**WORK ORDER:** Return the opening lines of the material, word for word. End with the line that contains "positive clicks: (365, 302)".

——

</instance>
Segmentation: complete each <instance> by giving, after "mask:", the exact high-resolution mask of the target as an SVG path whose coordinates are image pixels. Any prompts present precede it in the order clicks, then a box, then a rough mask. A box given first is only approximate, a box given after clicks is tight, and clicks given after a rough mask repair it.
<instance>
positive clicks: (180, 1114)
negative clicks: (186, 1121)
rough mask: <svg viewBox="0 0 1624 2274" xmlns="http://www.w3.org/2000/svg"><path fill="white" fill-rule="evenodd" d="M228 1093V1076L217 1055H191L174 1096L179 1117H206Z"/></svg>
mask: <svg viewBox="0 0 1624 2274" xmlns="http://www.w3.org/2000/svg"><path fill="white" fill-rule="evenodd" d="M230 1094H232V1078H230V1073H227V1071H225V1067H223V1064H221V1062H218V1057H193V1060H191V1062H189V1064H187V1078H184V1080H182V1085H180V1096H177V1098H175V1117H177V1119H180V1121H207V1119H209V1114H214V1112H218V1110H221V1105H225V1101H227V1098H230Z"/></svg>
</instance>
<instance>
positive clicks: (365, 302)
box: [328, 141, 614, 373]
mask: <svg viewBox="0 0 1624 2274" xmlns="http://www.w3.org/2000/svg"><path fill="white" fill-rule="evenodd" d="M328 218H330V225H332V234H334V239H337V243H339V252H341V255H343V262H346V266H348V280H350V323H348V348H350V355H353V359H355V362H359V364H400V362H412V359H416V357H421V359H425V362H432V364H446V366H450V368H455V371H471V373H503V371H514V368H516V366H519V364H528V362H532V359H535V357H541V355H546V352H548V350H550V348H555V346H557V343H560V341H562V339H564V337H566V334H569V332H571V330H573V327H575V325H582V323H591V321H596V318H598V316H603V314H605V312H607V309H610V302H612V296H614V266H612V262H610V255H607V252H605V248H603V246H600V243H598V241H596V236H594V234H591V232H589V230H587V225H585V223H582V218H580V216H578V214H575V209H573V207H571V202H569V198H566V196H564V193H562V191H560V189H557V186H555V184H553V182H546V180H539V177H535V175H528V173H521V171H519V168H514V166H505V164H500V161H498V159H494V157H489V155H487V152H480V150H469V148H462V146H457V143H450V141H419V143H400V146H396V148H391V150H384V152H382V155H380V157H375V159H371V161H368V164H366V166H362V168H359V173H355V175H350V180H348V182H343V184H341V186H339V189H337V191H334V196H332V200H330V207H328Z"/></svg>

——

**OUTPUT FOR THIS EXERCISE:**
</instance>
Segmentation: complete each <instance> by giving, after "mask:", the exact high-resolution mask of the target as an SVG path whose coordinates are image pixels. Any prompts present precede it in the order clicks, then a box, then a rough mask. A box given first is only approximate, a box given after clicks is tight, and clicks given after a rough mask repair it.
<instance>
positive clicks: (180, 1114)
negative clicks: (186, 1121)
rough mask: <svg viewBox="0 0 1624 2274" xmlns="http://www.w3.org/2000/svg"><path fill="white" fill-rule="evenodd" d="M228 1093V1076L217 1055H191L174 1096L179 1117H206Z"/></svg>
mask: <svg viewBox="0 0 1624 2274" xmlns="http://www.w3.org/2000/svg"><path fill="white" fill-rule="evenodd" d="M230 1094H232V1078H230V1073H227V1071H225V1067H223V1064H221V1062H218V1057H193V1060H191V1062H189V1064H187V1078H184V1080H182V1085H180V1096H177V1098H175V1117H177V1119H180V1121H207V1119H209V1114H214V1112H218V1110H221V1105H225V1101H227V1098H230Z"/></svg>
</instance>
<instance>
positive clicks: (365, 302)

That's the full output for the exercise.